··· BRANO SCELTO ···

«The Silver Rope», legame da non recidere

Una pillola cinematografica di Fabrizio (Astrofilosofo) Melodia

Nei prossimi giorni, nelle sale, verrà proiettato un film con Johnny Depp dal titolo molto significativo, «Trascendence», storia di uno scienziato il cui cervello viene travasato in un computer per salvarlo dalla morte corporale.
Un vecchio episodio del fumetto «Martin Mystère» affrontava in maniera magistrale proprio questo argomento, con il “Buon Vecchio Zio Marty” che si ritrova la mente travasata nel corpo di un barbone alcolizzato, il quale finisce per morire investito da un’automobile. Il cattivo di quella storia (il perfido Mr. Jinks) ne sa una più del diavolo ma commette l’errore di non distruggere il corpo del Martin Mystère originale.
Poiché non credo alle coincidenze (o alle combinazioni come direbbero due casseforti che s’incontrano) proprio per caso è arrivata una mail dove un certo db (ignoro chi sia) mi notificava l’indirizzo YouTube di un cortometraggio classificato come “fantascienza”. Aperto incautamente tale link, eccomi precipitare in un abisso di pazzia e dolore, nemmeno avessi preso in mano le pagine perdute del famigerato «Necronomicon» o mi fossi addentrato nella visione del documentario perduto di Alfred Hitchcock, riguardo a una misteriosa isola perduta nel Pacifico, che riapparirebbe dagli abissi ogni volta che una voce torna a farsi sentire alle menti delle persone più predisposte.
La pellicola (del 2006) che andai con ben poca accortezza a visionare si intitola «The silver rope»: regia di Fabio Guaglione e Fabio Resinaro, Fabio&Fabio come amano farsi chiamare questi giovani registi. Il film dura appena 33 minuti; forse non un caso come gli anni di Cristo?
«Nel 2024 un gruppo di scienziati localizzò per la prima volta l’anima di un essere umano, e ne identificò le caratteristiche fisiche. In soli tre anni, il sistema endo-spirituale venne decodificato completamente, dando origine a una vera e propria ingegneria dell’anima. La scoperta scientifica diede luogo a una crisi culturale di massa, in seguito alla quale si perse la secolare convinzione della sopravvivenza dello spirito alla morte del corpo. L’anima dimostrò di possedere una propria fisicità, e di essere quindi indissolubilmente legata al corpo. Questo legame venne ribattezzato La Corda d’Argento»: così recita l’incipit della pellicola.
Il cortometraggio parte da questa premessa: tratta vite, emozioni, misteri e conflitti personali di alcune persone che s’intrecciano in un mondo per sempre cambiato dalla incredibile scoperta scientifica di localizzare dell’anima, cioè dalla nascita di un’ingegneria dello spirito, la morte concettuale di Dio.

···

▶ [ESERCIZI]:
1: Stabilisci se ciascuna affermazione concorda con il brano, rispondendo sì o no e citando alla lettera le parole che lo decidono: (a) il cortometraggio «The Silver Rope» dura 33 minuti; (b) nell'episodio di «Martin Mystère» il cattivo distrugge il corpo del Martin Mystère originale; (c) secondo l'incipit del film, l'anima umana fu localizzata per la prima volta nel 2024.
2: Trascrivi dal brano il passo che comincia con «Il cortometraggio parte» e si chiude con «concettuale di Dio.».

··· MATERIALE DI PARTENZA ···

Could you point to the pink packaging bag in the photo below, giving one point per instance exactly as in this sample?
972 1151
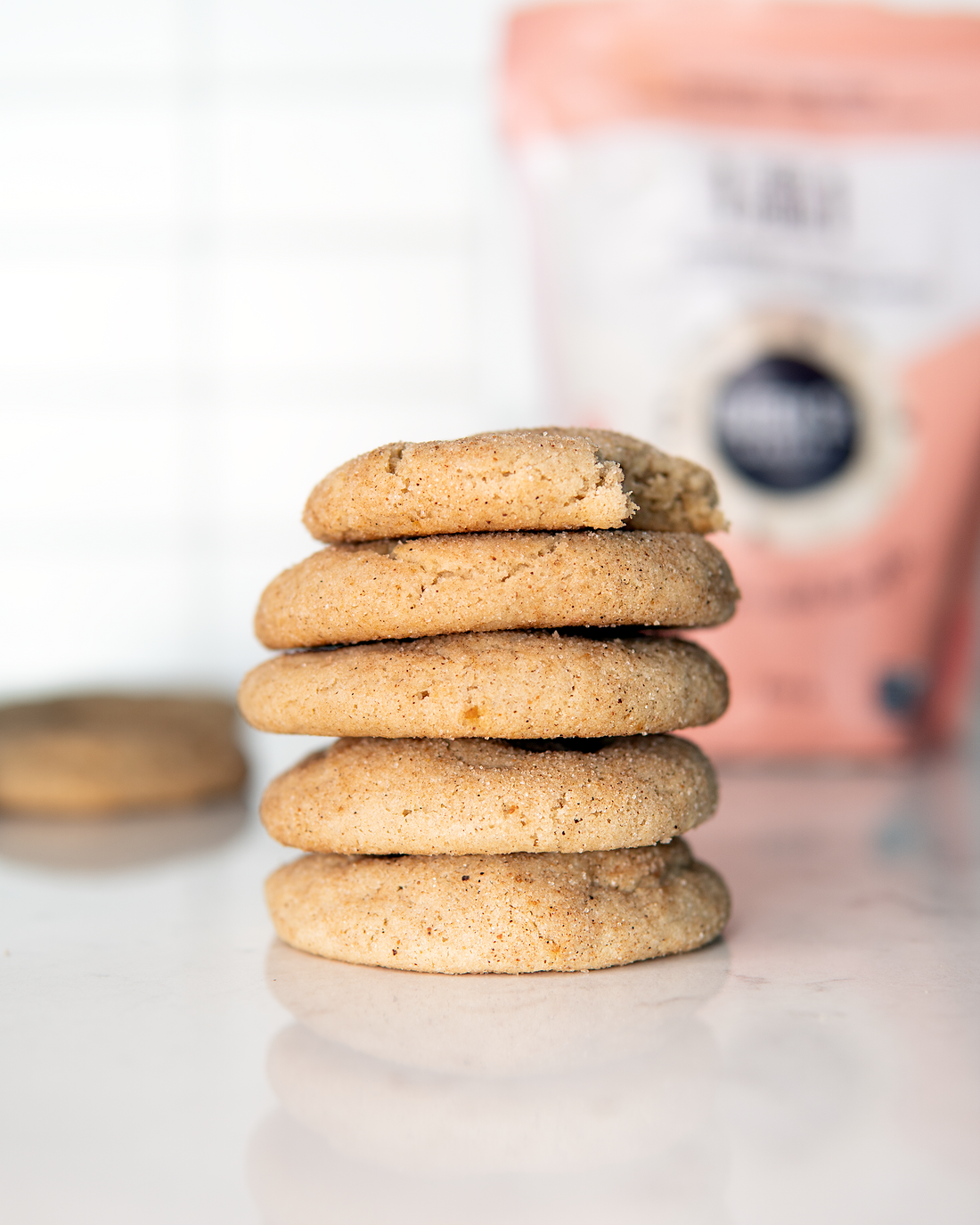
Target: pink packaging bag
757 244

···

▶ [SOLUZIONI]:
1:
(a) Sì: «Il film dura appena 33 minuti».
(b) No: «commette l’errore di non distruggere il corpo del Martin Mystère originale».
(c) Sì: «Nel 2024 un gruppo di scienziati localizzò per la prima volta l’anima di un essere umano».

2:
Il cortometraggio parte da questa premessa: tratta vite, emozioni, misteri e conflitti personali di alcune persone che s’intrecciano in un mondo per sempre cambiato dalla incredibile scoperta scientifica di localizzare dell’anima, cioè dalla nascita di un’ingegneria dello spirito, la morte concettuale di Dio.